- _YOUR INSTRUCTIONS_: Would you restate the data exactly as given?

Data extracted from a collection:
□ □ □ □ □ □ □

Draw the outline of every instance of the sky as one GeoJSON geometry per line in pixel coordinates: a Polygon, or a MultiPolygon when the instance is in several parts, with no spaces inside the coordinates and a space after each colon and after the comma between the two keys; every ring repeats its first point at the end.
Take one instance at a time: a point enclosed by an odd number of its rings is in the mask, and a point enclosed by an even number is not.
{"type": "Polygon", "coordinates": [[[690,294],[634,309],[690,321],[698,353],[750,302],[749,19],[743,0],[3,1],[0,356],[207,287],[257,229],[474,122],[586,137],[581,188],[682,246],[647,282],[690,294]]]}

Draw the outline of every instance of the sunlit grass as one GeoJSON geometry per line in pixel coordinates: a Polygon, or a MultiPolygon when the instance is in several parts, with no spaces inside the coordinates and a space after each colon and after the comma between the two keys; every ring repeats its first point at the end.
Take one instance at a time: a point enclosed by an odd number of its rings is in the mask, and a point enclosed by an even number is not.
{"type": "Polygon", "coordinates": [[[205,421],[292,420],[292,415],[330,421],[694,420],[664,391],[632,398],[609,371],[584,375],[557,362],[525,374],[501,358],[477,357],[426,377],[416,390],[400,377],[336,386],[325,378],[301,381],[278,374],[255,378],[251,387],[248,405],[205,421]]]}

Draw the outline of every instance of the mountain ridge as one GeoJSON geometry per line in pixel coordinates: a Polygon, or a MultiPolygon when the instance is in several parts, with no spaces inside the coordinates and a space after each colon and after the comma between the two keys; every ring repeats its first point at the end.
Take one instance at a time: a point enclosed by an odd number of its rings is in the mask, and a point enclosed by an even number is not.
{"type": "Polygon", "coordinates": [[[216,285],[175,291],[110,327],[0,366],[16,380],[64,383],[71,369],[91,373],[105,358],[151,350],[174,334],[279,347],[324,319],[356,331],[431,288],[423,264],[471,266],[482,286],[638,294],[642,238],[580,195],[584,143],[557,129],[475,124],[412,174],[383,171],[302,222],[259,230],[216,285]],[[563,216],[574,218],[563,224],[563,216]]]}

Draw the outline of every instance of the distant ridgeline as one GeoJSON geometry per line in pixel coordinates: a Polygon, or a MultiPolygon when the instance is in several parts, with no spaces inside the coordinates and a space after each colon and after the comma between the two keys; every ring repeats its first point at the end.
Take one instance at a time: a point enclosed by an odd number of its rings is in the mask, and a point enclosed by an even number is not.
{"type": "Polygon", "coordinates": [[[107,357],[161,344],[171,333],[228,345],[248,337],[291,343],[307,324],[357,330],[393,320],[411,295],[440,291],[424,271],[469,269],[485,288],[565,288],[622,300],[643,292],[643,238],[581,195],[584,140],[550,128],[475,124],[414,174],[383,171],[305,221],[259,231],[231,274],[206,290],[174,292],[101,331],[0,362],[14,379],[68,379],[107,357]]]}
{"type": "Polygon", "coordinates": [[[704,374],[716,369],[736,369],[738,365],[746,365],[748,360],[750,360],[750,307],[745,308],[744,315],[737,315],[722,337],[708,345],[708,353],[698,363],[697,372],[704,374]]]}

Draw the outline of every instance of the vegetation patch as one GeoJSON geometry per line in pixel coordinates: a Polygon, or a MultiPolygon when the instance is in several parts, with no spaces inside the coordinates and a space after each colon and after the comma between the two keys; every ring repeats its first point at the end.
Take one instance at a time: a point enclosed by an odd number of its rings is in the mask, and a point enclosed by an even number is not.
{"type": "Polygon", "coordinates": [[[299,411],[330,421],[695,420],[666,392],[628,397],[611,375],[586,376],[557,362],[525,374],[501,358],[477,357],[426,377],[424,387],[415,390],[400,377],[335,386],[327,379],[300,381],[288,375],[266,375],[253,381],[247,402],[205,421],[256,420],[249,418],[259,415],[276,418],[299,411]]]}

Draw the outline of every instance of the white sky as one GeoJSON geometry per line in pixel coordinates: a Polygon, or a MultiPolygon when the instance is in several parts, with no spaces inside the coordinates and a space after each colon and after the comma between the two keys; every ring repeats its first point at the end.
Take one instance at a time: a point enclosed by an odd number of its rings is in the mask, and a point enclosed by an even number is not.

□ □ □ □ □ □ □

- _ANSWER SECTION_:
Draw the outline of every instance of the sky as one GeoJSON geometry per line in pixel coordinates: a Polygon, or a MultiPolygon when the instance is in several parts, with no spaces inside the coordinates and a space after each colon and after the comma between the two keys; every ring repeats its first point at the end.
Take one instance at a time: a point enclosed by an odd number of its rings is in the mask, and a point enclosed by an even number is not.
{"type": "Polygon", "coordinates": [[[690,294],[634,309],[690,321],[698,353],[750,302],[749,19],[743,0],[3,1],[0,356],[207,287],[257,229],[474,122],[586,137],[581,188],[682,246],[647,282],[690,294]]]}

Draw the outline of every instance of the sunlit grass as one GeoJSON geometry per line in pixel coordinates: a Polygon, or a MultiPolygon when the instance is in several parts, with no spaces inside the coordinates and a space after each colon and after the comma between the two keys; every ring repeats its first point at the end.
Take one instance at a time: a point enclosed by an odd number of its rings is in the mask, and a point enclosed by an even number is not.
{"type": "Polygon", "coordinates": [[[205,421],[292,420],[292,415],[330,421],[694,420],[664,391],[632,398],[609,371],[584,375],[557,362],[525,374],[501,358],[477,357],[426,377],[416,390],[400,377],[336,386],[325,378],[301,381],[278,374],[255,378],[251,387],[248,405],[205,421]]]}

Draw the outline of every instance of the mountain ridge as one GeoJSON geometry per line in pixel coordinates: a Polygon, or a MultiPolygon when the instance is in several parts, with no spaces inside the coordinates and a space after each colon and after the comma between the two keys; every ring repeats its first point at the end.
Take one instance at a time: a point enclosed by an odd number of its rings is in the mask, and a point enclosed by an even number is not.
{"type": "Polygon", "coordinates": [[[216,285],[175,291],[110,327],[0,366],[16,380],[64,383],[71,369],[91,373],[105,358],[151,350],[174,334],[279,347],[324,319],[356,331],[431,288],[423,264],[471,266],[482,286],[638,294],[642,238],[580,195],[584,143],[557,129],[475,124],[412,174],[383,171],[302,222],[259,230],[216,285]],[[563,216],[574,218],[563,224],[563,216]]]}

Draw the outline of every instance of the distant ridgeline as one GeoJSON geometry per line in pixel coordinates: a Polygon, or a MultiPolygon when the instance is in several parts, with no spaces inside the coordinates and a space after each colon and after the comma between the two keys; every ring repeats its first point at the end.
Take one instance at a time: a point enclosed by an odd number of its rings is in the mask, and a point enclosed by an even number is not.
{"type": "Polygon", "coordinates": [[[107,357],[161,344],[171,333],[228,345],[248,337],[291,343],[307,324],[357,330],[393,320],[411,295],[440,291],[424,271],[469,269],[485,288],[565,288],[622,300],[643,292],[643,238],[581,195],[584,140],[550,128],[475,124],[414,174],[383,171],[305,221],[259,231],[231,274],[206,290],[174,292],[101,331],[0,362],[14,379],[68,379],[107,357]]]}
{"type": "Polygon", "coordinates": [[[704,374],[716,369],[736,369],[738,365],[746,365],[748,360],[750,360],[750,307],[745,308],[744,315],[737,315],[722,337],[708,345],[708,353],[698,363],[697,372],[704,374]]]}

Draw the outline of every instance of the vegetation patch as one GeoJSON geometry per line in pixel coordinates: a Polygon, or a MultiPolygon when the instance is in several parts, with no spaces inside the coordinates and a space after each colon and after the comma between the two keys; every ring repeats its first point at the end.
Take one instance at a time: a point enclosed by an odd number of its rings is in the mask, and a point enclosed by an even number is not.
{"type": "Polygon", "coordinates": [[[299,411],[330,421],[695,420],[666,392],[628,397],[611,375],[586,376],[557,362],[525,374],[501,358],[477,357],[426,377],[424,387],[415,390],[400,377],[335,386],[327,379],[300,381],[288,375],[266,375],[253,381],[247,402],[205,421],[256,420],[249,418],[259,415],[276,418],[299,411]]]}

Draw the outline of every instance of the white sky as one GeoJSON geometry per line in pixel coordinates: a Polygon, or a MultiPolygon when the instance is in several parts, with no spaces inside the coordinates and a space after each colon and after the comma between the two keys; every ring repeats its first point at the end.
Take one instance at a time: a point enclosed by an odd number of its rings is in the mask, and a point enclosed by an even number is not.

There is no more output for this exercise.